- [WHAT TO DO] Count the lines in the entries below that contain the string "oven", treating case as significant. Give only the number.

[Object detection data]
++++++
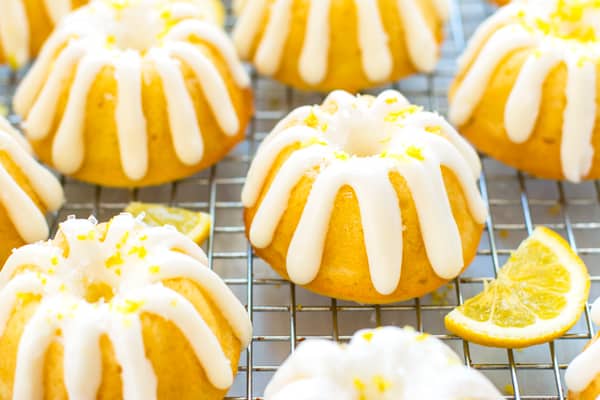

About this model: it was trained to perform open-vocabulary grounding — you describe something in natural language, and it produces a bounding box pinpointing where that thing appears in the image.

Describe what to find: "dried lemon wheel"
[445,227,590,348]
[125,203,211,244]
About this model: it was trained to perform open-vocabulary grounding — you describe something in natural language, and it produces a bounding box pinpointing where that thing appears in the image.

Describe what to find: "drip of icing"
[233,0,449,85]
[398,0,438,72]
[298,0,331,84]
[0,214,252,400]
[355,0,393,82]
[15,0,250,181]
[565,299,600,392]
[265,327,502,400]
[560,60,596,182]
[114,50,148,180]
[254,0,292,75]
[449,25,536,125]
[0,117,64,243]
[450,0,600,182]
[242,90,487,294]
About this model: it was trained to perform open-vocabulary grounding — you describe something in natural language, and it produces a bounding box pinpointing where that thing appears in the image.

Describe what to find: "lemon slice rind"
[445,227,590,348]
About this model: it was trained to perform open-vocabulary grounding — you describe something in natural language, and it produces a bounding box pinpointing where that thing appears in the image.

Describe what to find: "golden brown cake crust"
[450,43,600,179]
[244,146,483,303]
[239,0,443,92]
[0,250,241,400]
[0,150,46,265]
[27,45,253,187]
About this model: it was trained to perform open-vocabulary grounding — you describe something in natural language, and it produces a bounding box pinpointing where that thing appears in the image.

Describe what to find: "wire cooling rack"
[0,0,600,400]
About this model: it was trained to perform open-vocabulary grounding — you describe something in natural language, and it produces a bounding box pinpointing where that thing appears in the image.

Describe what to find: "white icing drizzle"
[398,0,438,72]
[233,0,449,85]
[242,90,487,294]
[14,0,250,181]
[0,0,71,67]
[0,117,64,243]
[355,0,394,82]
[265,327,503,400]
[254,0,292,75]
[115,50,148,180]
[450,0,600,182]
[0,214,252,400]
[565,298,600,394]
[298,0,331,85]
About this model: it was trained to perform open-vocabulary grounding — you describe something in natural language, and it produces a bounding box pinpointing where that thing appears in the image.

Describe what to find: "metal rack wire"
[0,0,600,400]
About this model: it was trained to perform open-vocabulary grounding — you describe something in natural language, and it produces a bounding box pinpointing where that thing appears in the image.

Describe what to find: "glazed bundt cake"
[0,0,87,68]
[265,327,503,400]
[0,214,252,400]
[450,0,600,182]
[0,117,64,265]
[14,0,252,187]
[233,0,449,91]
[565,299,600,400]
[242,90,487,303]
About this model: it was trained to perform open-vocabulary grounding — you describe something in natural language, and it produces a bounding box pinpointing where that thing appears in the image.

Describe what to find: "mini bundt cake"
[565,299,600,400]
[0,0,88,68]
[450,0,600,182]
[265,327,503,400]
[0,117,64,266]
[242,90,487,303]
[0,214,252,400]
[14,0,252,187]
[233,0,449,91]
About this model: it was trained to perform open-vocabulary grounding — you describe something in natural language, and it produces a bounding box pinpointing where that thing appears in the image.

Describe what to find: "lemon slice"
[445,227,590,348]
[125,203,211,244]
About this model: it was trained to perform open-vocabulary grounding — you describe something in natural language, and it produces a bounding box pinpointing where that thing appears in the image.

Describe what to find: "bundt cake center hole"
[84,282,115,304]
[330,108,388,157]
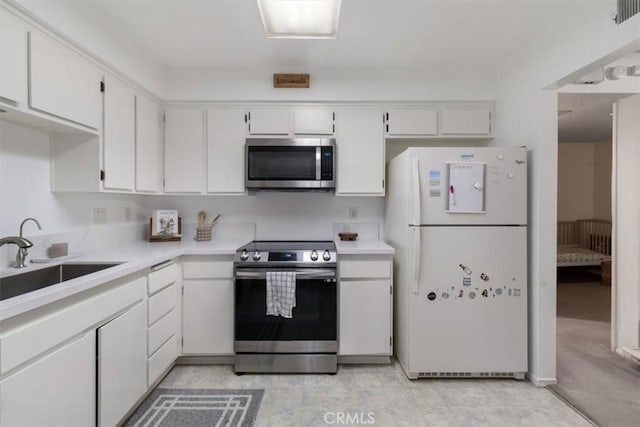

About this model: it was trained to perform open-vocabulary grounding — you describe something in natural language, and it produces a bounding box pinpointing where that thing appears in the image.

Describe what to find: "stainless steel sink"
[0,263,120,301]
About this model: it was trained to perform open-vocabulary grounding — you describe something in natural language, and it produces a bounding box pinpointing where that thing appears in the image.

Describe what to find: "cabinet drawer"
[0,277,146,373]
[339,258,391,279]
[182,261,233,279]
[147,335,178,387]
[149,264,178,295]
[147,309,177,356]
[147,284,176,326]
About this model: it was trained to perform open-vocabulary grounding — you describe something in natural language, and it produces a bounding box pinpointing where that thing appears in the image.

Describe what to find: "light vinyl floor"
[160,361,591,427]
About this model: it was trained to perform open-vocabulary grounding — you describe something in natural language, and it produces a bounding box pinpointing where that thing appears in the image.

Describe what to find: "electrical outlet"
[349,206,358,221]
[93,208,107,225]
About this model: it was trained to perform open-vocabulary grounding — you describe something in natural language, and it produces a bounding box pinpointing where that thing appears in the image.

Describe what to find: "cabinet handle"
[151,259,175,271]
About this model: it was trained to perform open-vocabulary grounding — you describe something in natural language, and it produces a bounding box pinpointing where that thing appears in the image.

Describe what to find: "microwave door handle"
[316,147,322,181]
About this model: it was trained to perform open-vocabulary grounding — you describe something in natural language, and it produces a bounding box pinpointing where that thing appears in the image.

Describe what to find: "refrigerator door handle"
[411,227,422,294]
[411,157,422,225]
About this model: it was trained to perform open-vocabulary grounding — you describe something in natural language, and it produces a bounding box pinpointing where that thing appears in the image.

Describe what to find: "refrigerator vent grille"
[616,0,640,24]
[418,372,516,378]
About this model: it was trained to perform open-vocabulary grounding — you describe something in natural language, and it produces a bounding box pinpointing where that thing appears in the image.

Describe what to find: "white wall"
[558,142,595,221]
[612,95,640,348]
[145,192,384,240]
[593,141,613,221]
[165,67,496,101]
[0,121,146,268]
[494,0,640,385]
[558,141,611,221]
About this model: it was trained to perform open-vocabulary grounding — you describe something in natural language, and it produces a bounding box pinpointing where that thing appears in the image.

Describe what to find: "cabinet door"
[0,331,96,427]
[102,75,136,191]
[0,8,27,104]
[249,108,289,135]
[182,280,233,354]
[207,108,245,194]
[336,108,384,196]
[164,109,204,193]
[338,280,391,355]
[293,108,335,135]
[440,108,491,135]
[98,303,147,426]
[136,94,162,193]
[29,30,102,129]
[386,109,438,136]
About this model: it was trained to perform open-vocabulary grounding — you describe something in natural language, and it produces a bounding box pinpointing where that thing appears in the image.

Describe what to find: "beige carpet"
[550,270,640,427]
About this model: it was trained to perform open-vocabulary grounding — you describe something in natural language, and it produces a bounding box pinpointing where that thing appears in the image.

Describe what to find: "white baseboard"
[527,372,558,387]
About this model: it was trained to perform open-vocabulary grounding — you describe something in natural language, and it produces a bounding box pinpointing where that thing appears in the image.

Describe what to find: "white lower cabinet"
[338,255,393,356]
[146,262,180,387]
[0,330,96,427]
[182,279,233,355]
[97,302,147,427]
[182,256,234,355]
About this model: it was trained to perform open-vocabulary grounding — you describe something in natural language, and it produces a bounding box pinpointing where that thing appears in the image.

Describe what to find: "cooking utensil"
[209,214,220,227]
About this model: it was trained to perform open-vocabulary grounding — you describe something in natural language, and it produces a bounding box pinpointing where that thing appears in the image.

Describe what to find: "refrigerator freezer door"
[404,226,527,375]
[410,147,527,225]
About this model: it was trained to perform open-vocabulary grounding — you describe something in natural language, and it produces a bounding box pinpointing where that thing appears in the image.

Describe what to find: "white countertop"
[335,239,395,255]
[0,241,247,321]
[0,239,394,321]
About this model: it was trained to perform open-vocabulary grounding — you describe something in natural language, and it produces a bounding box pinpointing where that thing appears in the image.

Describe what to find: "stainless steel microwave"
[245,138,336,191]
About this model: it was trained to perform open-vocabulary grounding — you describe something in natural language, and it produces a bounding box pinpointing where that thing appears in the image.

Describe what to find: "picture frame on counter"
[149,209,182,242]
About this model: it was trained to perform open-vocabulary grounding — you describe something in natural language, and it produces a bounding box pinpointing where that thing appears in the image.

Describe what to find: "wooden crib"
[557,219,611,284]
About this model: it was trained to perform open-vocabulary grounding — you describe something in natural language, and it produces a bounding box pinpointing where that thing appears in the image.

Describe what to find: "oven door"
[235,268,338,353]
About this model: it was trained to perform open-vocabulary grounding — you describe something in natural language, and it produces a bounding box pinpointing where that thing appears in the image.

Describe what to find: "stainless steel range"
[234,241,338,373]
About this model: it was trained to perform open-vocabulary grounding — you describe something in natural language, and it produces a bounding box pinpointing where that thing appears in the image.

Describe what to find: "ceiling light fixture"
[257,0,340,39]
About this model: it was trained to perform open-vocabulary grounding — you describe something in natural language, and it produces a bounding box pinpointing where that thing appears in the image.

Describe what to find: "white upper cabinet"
[293,108,335,135]
[248,108,289,135]
[247,107,335,136]
[336,107,384,196]
[29,30,102,129]
[440,108,491,135]
[164,108,204,193]
[385,108,438,136]
[136,94,162,193]
[103,74,136,191]
[0,7,27,104]
[207,108,245,194]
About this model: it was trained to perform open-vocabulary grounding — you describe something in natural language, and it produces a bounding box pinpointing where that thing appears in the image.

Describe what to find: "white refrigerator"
[385,147,527,379]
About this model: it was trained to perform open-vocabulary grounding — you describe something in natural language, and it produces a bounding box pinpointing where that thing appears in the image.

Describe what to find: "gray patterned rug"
[124,388,264,427]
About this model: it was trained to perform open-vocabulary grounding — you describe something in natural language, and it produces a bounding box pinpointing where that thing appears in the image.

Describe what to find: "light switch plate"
[93,208,107,225]
[349,206,358,221]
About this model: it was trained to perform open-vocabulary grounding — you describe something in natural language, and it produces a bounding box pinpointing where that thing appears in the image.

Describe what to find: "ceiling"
[57,0,575,73]
[558,93,630,143]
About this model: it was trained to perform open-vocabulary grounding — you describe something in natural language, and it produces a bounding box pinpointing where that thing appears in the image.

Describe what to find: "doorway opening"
[551,88,640,426]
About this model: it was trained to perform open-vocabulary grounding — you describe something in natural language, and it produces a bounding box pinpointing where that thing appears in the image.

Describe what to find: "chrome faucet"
[15,218,42,268]
[0,236,33,268]
[0,218,42,268]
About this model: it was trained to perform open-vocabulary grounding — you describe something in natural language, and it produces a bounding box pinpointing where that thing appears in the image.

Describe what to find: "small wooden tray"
[149,217,182,242]
[338,233,358,241]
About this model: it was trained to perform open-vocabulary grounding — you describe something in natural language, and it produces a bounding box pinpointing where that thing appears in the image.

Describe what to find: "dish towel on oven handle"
[267,271,296,319]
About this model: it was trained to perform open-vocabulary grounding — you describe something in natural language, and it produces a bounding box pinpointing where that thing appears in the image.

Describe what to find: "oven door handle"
[236,269,336,280]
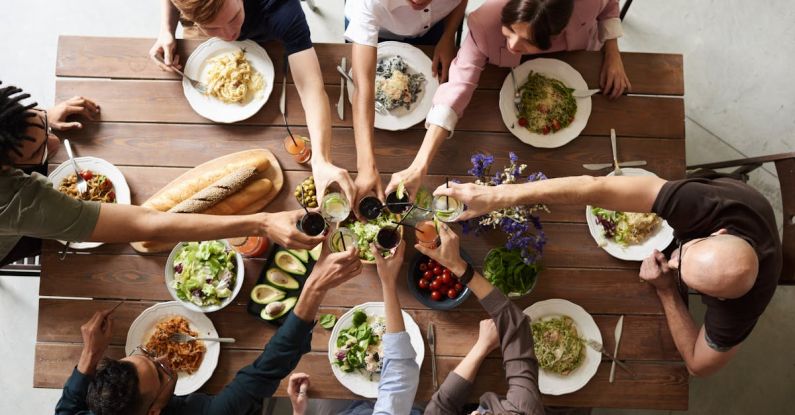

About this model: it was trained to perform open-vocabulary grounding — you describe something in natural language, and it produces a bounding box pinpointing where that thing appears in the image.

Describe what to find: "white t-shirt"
[345,0,461,46]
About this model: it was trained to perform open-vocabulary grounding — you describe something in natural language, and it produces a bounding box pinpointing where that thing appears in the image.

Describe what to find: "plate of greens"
[328,302,425,398]
[165,240,245,313]
[483,248,539,298]
[524,299,602,395]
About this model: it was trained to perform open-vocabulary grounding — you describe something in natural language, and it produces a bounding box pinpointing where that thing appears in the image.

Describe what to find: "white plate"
[47,157,130,249]
[182,38,274,123]
[124,301,221,395]
[524,299,602,395]
[585,167,674,261]
[348,41,439,131]
[328,302,425,398]
[164,239,246,313]
[500,58,591,148]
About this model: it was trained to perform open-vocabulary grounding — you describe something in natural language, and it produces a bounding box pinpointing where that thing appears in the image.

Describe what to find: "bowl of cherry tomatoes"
[408,251,471,310]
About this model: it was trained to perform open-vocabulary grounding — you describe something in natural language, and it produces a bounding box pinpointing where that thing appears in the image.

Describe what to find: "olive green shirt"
[0,168,100,259]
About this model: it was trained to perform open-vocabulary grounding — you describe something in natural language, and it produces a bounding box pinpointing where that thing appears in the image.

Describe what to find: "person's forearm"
[90,203,270,242]
[160,0,179,35]
[382,281,406,333]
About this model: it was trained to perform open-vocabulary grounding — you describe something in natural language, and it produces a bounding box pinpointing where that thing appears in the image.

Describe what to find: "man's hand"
[414,223,467,276]
[475,318,500,354]
[47,96,99,131]
[287,373,309,415]
[149,30,182,72]
[640,249,676,291]
[264,209,325,249]
[431,37,455,84]
[312,162,356,210]
[386,166,425,202]
[370,243,406,287]
[77,309,113,375]
[599,49,632,99]
[433,183,501,221]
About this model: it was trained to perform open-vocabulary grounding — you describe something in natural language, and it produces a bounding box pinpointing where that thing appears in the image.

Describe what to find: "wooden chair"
[687,153,795,285]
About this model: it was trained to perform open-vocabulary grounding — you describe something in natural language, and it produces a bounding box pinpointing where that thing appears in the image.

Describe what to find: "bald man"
[434,172,782,376]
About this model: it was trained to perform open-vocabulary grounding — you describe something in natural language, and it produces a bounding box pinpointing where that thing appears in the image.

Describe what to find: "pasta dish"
[144,316,207,374]
[207,49,265,104]
[58,170,116,203]
[517,72,577,135]
[591,207,662,246]
[375,56,425,111]
[531,316,585,375]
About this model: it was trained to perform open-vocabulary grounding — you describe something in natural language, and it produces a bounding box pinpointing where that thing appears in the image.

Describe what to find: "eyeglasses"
[130,345,176,412]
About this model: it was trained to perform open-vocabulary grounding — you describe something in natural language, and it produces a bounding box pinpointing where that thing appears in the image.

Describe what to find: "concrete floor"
[0,0,795,415]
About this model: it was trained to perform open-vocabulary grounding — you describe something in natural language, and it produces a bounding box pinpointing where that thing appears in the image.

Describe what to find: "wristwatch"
[456,263,475,285]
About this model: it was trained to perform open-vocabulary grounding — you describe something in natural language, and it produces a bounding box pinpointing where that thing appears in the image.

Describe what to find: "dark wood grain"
[55,36,684,95]
[33,343,688,410]
[56,80,684,138]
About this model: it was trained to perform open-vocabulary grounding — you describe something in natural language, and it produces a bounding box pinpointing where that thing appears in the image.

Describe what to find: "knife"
[610,315,624,383]
[337,56,347,120]
[427,323,439,390]
[582,160,646,170]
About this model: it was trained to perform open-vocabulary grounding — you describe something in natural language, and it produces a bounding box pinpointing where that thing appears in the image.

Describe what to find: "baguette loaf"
[168,167,257,213]
[142,155,270,212]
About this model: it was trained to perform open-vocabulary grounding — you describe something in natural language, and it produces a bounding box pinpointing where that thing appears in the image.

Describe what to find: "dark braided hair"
[0,81,42,166]
[86,358,142,415]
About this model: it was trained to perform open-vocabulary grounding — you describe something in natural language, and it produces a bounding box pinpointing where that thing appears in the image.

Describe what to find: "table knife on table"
[610,315,624,383]
[427,323,439,390]
[337,56,347,120]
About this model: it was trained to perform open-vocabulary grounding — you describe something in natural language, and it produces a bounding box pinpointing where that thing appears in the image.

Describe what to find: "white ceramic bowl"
[165,239,246,313]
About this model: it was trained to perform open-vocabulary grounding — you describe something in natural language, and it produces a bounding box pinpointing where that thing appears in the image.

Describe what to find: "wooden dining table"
[33,36,689,410]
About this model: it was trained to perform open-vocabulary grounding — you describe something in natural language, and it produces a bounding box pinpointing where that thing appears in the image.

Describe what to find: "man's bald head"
[676,234,759,298]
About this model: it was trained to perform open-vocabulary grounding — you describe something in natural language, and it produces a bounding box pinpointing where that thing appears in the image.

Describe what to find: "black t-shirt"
[652,178,782,348]
[238,0,312,55]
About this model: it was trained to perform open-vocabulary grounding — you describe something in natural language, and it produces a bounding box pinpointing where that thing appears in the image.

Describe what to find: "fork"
[155,55,207,94]
[511,68,522,128]
[610,128,624,176]
[168,333,235,343]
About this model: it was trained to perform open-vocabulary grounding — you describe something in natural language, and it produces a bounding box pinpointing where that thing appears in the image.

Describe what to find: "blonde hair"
[171,0,227,25]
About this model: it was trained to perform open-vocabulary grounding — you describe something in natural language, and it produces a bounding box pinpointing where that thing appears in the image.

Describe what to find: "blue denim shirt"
[339,331,422,415]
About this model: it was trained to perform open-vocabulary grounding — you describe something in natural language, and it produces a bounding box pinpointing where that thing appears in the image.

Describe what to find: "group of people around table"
[0,0,782,415]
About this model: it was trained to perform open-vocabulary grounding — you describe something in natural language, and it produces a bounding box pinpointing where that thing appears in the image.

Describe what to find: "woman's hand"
[599,45,632,99]
[47,96,99,131]
[287,373,309,415]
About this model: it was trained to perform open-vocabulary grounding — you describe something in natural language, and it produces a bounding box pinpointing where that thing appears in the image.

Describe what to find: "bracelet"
[456,263,475,285]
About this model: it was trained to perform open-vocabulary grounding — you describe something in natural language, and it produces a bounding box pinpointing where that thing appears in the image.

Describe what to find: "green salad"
[172,241,236,307]
[531,316,585,375]
[332,310,386,380]
[483,248,538,295]
[344,212,398,261]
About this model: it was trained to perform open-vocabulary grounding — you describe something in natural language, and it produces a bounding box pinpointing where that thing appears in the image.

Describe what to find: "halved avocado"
[309,242,323,261]
[287,249,309,264]
[274,251,306,275]
[251,284,287,304]
[259,297,298,320]
[265,268,299,290]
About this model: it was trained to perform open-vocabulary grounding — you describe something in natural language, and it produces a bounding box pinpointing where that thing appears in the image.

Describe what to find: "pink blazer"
[427,0,620,125]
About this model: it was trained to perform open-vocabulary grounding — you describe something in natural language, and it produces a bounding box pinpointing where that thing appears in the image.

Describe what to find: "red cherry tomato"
[417,278,430,290]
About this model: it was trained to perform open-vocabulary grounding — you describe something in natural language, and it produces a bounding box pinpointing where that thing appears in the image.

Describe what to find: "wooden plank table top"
[33,36,689,410]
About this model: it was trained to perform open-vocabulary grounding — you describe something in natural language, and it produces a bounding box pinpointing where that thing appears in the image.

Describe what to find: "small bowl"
[165,239,246,313]
[406,249,472,310]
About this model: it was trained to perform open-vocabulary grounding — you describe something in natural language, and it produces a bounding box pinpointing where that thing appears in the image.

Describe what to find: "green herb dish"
[165,240,244,312]
[483,248,539,298]
[333,310,386,380]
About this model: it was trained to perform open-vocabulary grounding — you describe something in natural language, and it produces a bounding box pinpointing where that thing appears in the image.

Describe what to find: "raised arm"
[372,243,420,415]
[433,176,665,220]
[288,48,356,208]
[351,43,384,206]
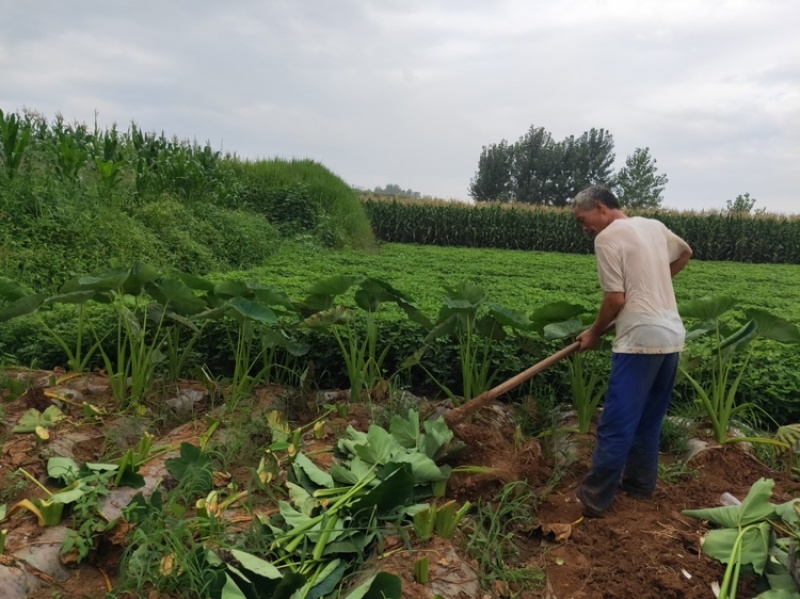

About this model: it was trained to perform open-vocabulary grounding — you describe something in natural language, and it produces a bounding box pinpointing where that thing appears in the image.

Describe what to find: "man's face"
[572,202,609,237]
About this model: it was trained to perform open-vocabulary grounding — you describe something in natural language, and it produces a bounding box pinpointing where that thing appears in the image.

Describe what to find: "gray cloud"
[0,0,800,212]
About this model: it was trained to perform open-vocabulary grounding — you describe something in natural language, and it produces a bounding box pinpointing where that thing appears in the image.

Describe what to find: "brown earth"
[0,372,800,599]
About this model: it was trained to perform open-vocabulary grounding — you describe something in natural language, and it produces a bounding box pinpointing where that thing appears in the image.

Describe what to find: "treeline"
[0,111,374,290]
[469,126,668,208]
[362,199,800,264]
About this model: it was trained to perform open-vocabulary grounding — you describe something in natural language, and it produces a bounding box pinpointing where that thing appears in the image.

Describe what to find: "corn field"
[362,196,800,264]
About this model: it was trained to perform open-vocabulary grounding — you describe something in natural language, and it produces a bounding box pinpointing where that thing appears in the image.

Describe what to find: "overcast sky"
[0,0,800,213]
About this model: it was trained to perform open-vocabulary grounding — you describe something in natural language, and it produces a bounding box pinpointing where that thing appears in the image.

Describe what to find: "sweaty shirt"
[594,216,689,354]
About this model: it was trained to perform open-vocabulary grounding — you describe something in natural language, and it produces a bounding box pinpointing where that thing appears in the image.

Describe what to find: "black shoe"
[619,482,653,500]
[575,485,606,518]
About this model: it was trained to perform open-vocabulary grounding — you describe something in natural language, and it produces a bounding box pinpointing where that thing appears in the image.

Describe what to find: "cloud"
[0,0,800,212]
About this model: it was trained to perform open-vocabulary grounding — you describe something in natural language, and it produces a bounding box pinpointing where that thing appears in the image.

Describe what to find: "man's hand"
[575,327,600,351]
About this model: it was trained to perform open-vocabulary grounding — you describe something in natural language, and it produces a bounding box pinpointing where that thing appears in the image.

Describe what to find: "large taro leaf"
[213,279,253,299]
[0,277,33,303]
[0,293,47,322]
[389,408,420,449]
[350,463,414,519]
[122,264,161,295]
[353,424,406,465]
[344,572,403,599]
[231,549,283,580]
[164,441,214,493]
[719,320,758,354]
[418,416,453,460]
[683,478,775,528]
[544,318,586,339]
[148,279,206,315]
[475,314,508,341]
[306,559,347,599]
[308,275,358,297]
[489,304,531,331]
[299,306,350,330]
[227,297,278,324]
[678,296,739,321]
[292,452,333,491]
[744,308,800,343]
[703,522,772,574]
[329,456,374,485]
[74,268,130,292]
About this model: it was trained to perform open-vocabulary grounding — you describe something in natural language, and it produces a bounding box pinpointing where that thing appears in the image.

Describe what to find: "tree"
[725,192,766,214]
[614,148,669,208]
[469,140,514,202]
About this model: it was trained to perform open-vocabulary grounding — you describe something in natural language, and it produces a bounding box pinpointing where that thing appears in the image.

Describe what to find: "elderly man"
[572,185,692,516]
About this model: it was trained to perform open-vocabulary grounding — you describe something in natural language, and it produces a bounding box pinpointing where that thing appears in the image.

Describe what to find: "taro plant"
[683,478,800,599]
[298,275,430,401]
[405,281,530,405]
[0,110,31,180]
[680,297,800,446]
[531,302,608,433]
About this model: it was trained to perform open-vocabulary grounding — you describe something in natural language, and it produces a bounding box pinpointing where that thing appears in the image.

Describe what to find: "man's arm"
[669,245,692,277]
[576,292,628,351]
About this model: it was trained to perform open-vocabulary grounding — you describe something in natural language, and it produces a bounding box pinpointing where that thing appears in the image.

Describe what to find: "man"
[572,185,692,516]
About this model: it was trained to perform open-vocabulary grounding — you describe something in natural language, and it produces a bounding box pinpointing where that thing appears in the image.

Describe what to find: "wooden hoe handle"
[444,341,581,428]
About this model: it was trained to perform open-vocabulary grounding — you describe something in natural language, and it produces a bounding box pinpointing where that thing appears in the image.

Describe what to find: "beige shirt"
[594,216,689,354]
++++++
- [ANSWER TO THIS EXERCISE] 3